• **Passage provided**
--- Start ---

In the end, the thing which has actually stolen a mind is another computer with ideas above its station (see also The Keys of Marinus and The War Machines). It has enslaved a writer from Earth in the 1920s, who has filled this world with copyright-free fictional characters. Why the computer wants to create such a world remains unexplained but don’t worry, it looks cool, right?

As we race to the story’s end, we learn that the computer has plans to invade the Earth, and one of the Troughton era’s familiar themes reasserts itself: the importance of self and of retaining identity. When he hears the full plan, the Doctor’s appalled that humanity will become just like a string of featureless sausages, all the same. And in encouraging Jamie and Zoe to resist the mind control they’ve submitted to, he urges them to “think for yourselves!”.

This then, is the threat of opening your mind up to perception enhancing experiences, as The Mind Robber sees it – that you lower your own mental defences and sinister controlling influences might sneak in. It’s not quite a repudiation of psychedelia, because this story is not quite dealing with it in the first place. But it’s comforting that while Doctor Who flirts with psychedelia, it’s also sending a message to the kids; this might look like fun, but no good is going to come of it, right?

It ends in classic style, with Jamie and Zoe ‘overloading’ the computer by pressing all the buttons all at once (that’s usually how it’s done) and the Doctor rescuing the enslaved writer. They all run onto yet another empty black set and wait for the story to end, as if they’re waiting for a bus to arrive. Somehow it all gets magically put to right. They’re transported back to reality. The TARDIS reassembles. How? Who knows. But it looks cool, right?

LINK TO: Silence in the Library/Forest of the Dead. Well, maybe I’ve been taking the mind altering drugs, but is it too trippy to suggest that the Land of Fiction might be the kids’ lit section of the Library?

NEXT TIME: Dad Shock. We get a lot of it around our place. It’s time to meet The Doctor’s Daughter.

Super villains, trolly dollies and The Faceless Ones (1967)

faceless1“We are the most intelligent race in the universe,” boasts the Chameleon Director (Bernard Kay) during The Faceless Ones. Well, I’m not so sure. I think their convoluted plan to kidnap fifty thousand young tourists and steal their identities has one or two flaws.

  • Firstly, let’s say you need to kidnap fifty thousand people and you’re an advanced alien race. There were 3.4 billion people on Earth in 1966. Wouldn’t you quietly pick off people one by one, scattered around the world, to avoid attention? I’m not sure my first thought would have been to establish a fake airline, offer package tours to young tourists, send postcards home to their families and fly them to a waiting satellite. That’s the sort of convoluted planning we usually leave to the Cybermen.

--- End ---

• **To be done**
**a.** Answer these questions from the Doctor Who review:
(i) In which decade was the enslaved writer taken from Earth?
(ii) How many young tourists do the Chameleons plan to kidnap?
(iii) What figure does the review give for Earth's population in 1966?
**b.** Reproduce everything from "NEXT TIME: Dad" down to "or two flaws." in the Doctor Who review, substituting "Chameleon Commander" for "Chameleon Director".
**c.** Proceed with the Doctor Who review, beginning after its last sentence.
The entries were taken from a separate source.

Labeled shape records
--- Start ---

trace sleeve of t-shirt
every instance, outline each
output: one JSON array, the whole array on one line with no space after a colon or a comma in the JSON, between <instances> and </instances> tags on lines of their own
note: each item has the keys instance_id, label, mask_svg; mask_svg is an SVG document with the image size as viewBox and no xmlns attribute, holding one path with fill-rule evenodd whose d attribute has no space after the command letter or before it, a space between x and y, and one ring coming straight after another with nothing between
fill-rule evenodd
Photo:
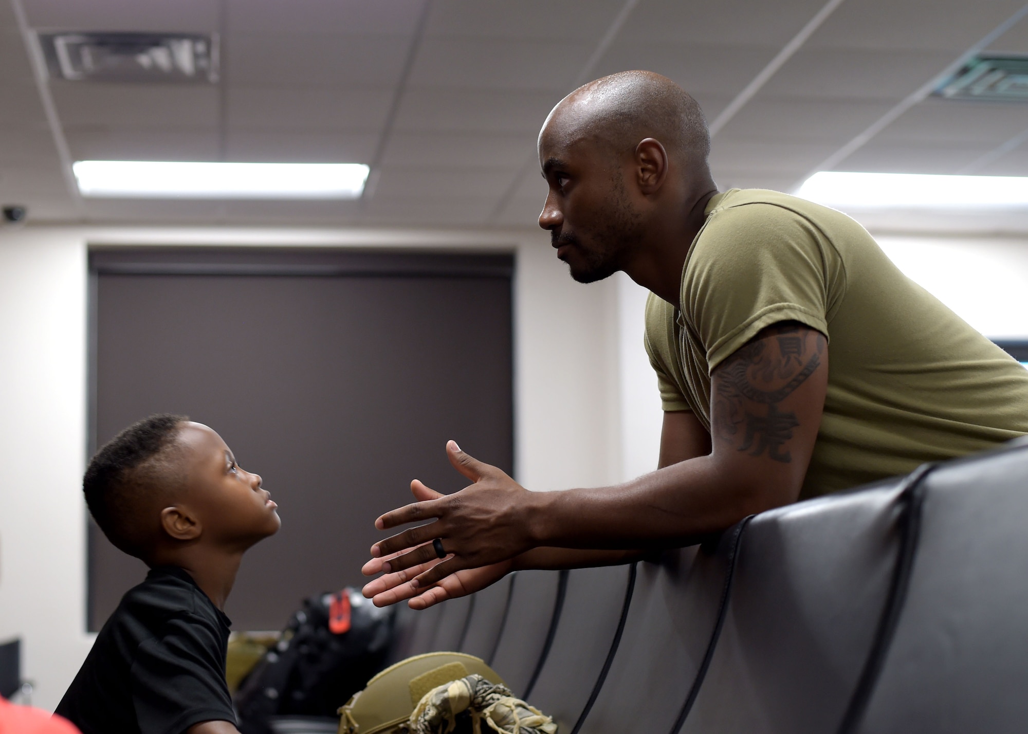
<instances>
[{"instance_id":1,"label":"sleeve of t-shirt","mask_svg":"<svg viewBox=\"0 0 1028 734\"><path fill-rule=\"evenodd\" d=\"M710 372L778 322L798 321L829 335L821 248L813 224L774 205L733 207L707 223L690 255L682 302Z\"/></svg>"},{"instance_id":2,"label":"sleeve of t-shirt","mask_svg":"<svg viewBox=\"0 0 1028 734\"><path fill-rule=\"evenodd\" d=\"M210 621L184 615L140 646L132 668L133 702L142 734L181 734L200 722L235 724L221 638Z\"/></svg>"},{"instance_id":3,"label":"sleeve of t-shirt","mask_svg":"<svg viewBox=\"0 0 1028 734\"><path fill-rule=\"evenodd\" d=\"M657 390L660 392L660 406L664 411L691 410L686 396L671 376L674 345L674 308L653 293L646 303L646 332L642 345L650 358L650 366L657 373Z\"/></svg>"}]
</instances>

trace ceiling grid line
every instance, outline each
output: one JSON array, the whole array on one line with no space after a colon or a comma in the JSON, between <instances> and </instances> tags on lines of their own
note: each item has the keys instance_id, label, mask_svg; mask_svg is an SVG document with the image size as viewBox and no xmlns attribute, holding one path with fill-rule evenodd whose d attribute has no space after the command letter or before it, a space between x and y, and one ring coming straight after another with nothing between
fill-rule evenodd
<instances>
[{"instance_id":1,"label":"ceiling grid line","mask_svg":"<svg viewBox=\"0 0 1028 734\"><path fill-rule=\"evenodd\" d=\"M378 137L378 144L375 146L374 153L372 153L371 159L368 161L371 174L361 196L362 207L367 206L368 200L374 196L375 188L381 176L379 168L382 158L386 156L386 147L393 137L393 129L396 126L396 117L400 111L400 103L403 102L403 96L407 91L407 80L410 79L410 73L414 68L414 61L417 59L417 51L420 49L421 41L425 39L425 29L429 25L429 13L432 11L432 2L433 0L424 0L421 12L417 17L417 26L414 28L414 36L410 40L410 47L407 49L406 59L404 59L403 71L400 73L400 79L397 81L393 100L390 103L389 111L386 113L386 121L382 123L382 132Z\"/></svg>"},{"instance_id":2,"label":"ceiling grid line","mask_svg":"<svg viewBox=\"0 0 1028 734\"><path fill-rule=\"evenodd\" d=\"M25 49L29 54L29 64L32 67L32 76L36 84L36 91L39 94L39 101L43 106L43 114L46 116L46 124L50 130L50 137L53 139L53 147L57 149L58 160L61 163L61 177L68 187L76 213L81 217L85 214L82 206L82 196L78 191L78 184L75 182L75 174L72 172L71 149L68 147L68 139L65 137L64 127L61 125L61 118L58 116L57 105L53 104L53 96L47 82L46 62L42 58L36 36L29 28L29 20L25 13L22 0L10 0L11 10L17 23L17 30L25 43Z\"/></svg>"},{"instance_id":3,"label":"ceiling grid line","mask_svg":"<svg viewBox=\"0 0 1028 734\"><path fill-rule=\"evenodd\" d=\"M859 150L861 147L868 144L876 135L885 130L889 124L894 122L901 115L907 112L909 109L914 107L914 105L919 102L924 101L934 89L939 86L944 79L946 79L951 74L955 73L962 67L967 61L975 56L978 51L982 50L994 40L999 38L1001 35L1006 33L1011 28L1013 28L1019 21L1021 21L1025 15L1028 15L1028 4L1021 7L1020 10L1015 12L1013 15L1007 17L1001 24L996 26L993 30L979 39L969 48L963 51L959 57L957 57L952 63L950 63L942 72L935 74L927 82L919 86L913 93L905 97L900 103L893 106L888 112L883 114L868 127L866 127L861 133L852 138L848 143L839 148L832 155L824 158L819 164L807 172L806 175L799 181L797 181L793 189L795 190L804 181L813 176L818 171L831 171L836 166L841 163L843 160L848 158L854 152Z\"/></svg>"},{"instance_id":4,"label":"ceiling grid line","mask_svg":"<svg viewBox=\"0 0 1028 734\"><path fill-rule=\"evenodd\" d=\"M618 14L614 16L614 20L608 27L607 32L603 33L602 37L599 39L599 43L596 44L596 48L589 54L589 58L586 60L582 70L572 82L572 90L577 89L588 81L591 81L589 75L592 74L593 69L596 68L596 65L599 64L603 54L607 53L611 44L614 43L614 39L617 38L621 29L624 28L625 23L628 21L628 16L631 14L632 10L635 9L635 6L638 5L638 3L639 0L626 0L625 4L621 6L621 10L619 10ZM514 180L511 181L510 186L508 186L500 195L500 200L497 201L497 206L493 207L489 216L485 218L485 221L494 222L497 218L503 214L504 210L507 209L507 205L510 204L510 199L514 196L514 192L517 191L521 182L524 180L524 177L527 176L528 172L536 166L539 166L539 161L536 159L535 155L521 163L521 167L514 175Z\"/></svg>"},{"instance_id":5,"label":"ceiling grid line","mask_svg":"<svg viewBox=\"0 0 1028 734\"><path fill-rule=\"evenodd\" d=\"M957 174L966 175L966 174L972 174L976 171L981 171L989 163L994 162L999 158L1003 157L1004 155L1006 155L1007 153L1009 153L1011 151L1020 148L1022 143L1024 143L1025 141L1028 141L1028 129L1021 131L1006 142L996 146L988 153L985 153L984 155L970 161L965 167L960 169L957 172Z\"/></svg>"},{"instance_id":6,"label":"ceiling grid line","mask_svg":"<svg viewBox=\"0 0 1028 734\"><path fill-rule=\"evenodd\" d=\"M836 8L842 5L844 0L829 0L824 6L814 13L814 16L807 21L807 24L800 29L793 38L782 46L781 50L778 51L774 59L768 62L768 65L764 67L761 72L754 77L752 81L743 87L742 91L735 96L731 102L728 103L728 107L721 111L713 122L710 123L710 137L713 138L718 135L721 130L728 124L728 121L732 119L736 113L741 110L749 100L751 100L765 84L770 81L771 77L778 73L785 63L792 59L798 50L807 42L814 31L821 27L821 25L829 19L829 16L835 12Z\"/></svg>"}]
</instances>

--- End ---

• **Per-task outputs**
**a.**
(i) The 1920s
(ii) Fifty thousand
(iii) 3.4 billion

**b.**
NEXT TIME: Dad Shock. We get a lot of it around our place. It’s time to meet The Doctor’s Daughter.

Super villains, trolly dollies and The Faceless Ones (1967)

faceless1“We are the most intelligent race in the universe,” boasts the Chameleon Commander (Bernard Kay) during The Faceless Ones. Well, I’m not so sure. I think their convoluted plan to kidnap fifty thousand young tourists and steal their identities has one or two flaws.

**c.**
  • Upon arrival at Gatwick Airport the Doctor and his friends start snooping about. Although Chameleon Tours has been operating under cover for months without detection, Polly (Anneke Wills) wanders into the wrong hangar and witnesses a murder, thus kicking the whole thing off. But when the Chameleons capture Polly, they choose not to simply hide her. They make the odd decision to duplicate her, send her Chameleon counterpart into the airport to interact with all her friends and try to pass her off as someone else entirely. (Which, it turns out, she’s not very good at. She fumblingly reveals herself after about 20 seconds of talking with the Doctor.) If you wanted to duplicate her to progress the plan in some way, why not just pretend to be Polly, gain the confidence of her friends and spy on their actions? Inventing a Swiss alter ego seems unnecessary to say the least.
  • Poor old Chameleon Spencer (Victor Winding, who I hope invented those peculiar text symbols in Microsoft Word). He gets charged with trying to kill the Doctor (Patrick Troughton, by now far less enigmatic than in last random’s, The Power of the Daleks) and he’s utterly rubbish at it. I get the feeling that his human counterpart must have watched a lot of Bond movies, because his methods of attack are unnecessarily supervillainy. There’s a room which fills with icy gas, a wee button gadget which incapacitates its victim when stuck on their back and, most stagily, a slowly moving laser beam which inches its way to our prone heroes. Thankfully, not directly at their crotches as in Goldfinger. This is a family show!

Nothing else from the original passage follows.